▶ [THE TASK]
Given the records below, would you repeat exactly the lines that begin at the one containing "the wood plank" and end at the one containing "of the large", inclusive?

▶ [INPUT RECORDS]
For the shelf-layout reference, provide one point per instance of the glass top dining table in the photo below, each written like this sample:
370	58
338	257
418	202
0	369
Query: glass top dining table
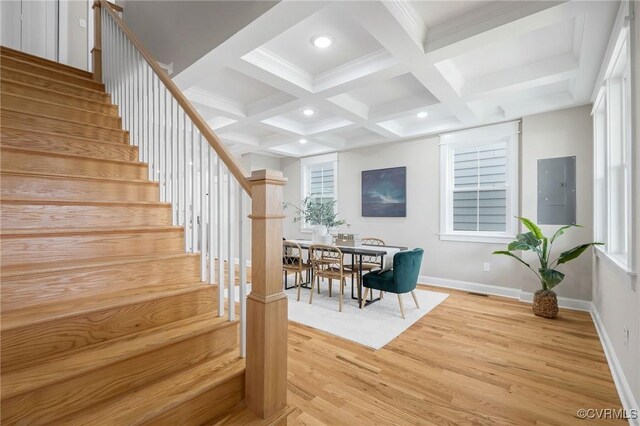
357	252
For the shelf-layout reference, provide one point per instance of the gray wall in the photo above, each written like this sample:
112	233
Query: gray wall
615	294
560	133
183	31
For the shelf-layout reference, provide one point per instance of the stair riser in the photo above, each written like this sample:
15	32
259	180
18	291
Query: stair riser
22	216
26	66
10	87
48	188
58	86
80	116
29	290
19	120
56	66
59	399
37	343
42	163
206	406
34	249
63	144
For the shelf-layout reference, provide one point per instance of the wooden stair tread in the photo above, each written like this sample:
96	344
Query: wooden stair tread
19	64
151	401
93	357
74	137
49	77
83	306
72	156
48	232
76	177
71	97
85	202
82	122
7	51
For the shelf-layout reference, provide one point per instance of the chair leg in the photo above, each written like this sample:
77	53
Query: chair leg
415	298
364	298
313	284
401	306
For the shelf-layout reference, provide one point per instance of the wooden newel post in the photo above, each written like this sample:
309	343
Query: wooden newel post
96	52
266	373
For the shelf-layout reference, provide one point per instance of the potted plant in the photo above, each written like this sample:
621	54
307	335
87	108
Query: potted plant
321	214
545	302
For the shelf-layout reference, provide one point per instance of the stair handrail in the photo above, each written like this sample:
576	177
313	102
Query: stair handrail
212	139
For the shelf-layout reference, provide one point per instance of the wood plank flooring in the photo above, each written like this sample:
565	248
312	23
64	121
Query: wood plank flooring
472	360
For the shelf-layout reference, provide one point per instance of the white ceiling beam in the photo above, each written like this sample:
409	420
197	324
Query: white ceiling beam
272	23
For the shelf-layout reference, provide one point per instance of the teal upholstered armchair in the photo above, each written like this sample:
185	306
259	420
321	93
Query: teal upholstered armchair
401	279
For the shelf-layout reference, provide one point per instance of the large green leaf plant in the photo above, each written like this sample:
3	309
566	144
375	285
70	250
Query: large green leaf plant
535	241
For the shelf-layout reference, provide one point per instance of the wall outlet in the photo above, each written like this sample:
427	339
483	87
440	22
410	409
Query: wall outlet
626	337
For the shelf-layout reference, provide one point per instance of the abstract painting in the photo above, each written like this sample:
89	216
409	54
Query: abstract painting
384	192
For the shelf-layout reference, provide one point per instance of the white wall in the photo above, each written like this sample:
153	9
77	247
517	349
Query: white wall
615	294
561	133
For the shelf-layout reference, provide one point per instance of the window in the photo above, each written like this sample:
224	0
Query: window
479	190
612	117
319	178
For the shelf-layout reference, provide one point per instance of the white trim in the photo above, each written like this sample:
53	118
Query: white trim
513	293
619	379
63	31
614	262
305	163
477	237
504	133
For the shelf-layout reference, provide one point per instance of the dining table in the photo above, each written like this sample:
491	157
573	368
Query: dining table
357	252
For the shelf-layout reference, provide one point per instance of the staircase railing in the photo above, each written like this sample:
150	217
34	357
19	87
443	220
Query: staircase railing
210	195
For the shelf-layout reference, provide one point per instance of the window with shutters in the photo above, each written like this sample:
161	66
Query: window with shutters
479	187
613	152
319	179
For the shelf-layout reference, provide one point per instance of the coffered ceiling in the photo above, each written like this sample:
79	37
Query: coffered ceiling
395	70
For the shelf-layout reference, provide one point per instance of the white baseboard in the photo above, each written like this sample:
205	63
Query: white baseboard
622	386
513	293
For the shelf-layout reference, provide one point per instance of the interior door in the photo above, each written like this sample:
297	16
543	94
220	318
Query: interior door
31	26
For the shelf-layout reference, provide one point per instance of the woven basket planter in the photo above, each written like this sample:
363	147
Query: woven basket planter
545	304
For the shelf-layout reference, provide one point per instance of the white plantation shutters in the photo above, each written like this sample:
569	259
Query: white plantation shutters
322	181
479	169
479	190
319	175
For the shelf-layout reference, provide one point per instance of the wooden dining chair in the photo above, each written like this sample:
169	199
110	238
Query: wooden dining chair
293	262
328	262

▶ [REPLY TO THE EXERCISE]
For the shelf-layout reference, provide one point per instance of the wood plank flooring in the photo above, each written like this sample:
565	248
312	23
64	121
Query: wood plank flooring
472	360
For the shelf-layout reference, provide one point per instance of the white ceiling beam in the photo above, each written like this sample:
409	420
197	324
Query: white ceiling beam
272	23
For the shelf-layout reference, provide one point per instance of the teal upholstered armchair in the photo above, each written like this sample:
185	306
259	420
321	93
Query: teal upholstered armchair
401	279
For the shelf-layout reference, provide one point per instance of the large green leaf plant in the photo above, each written like this sample:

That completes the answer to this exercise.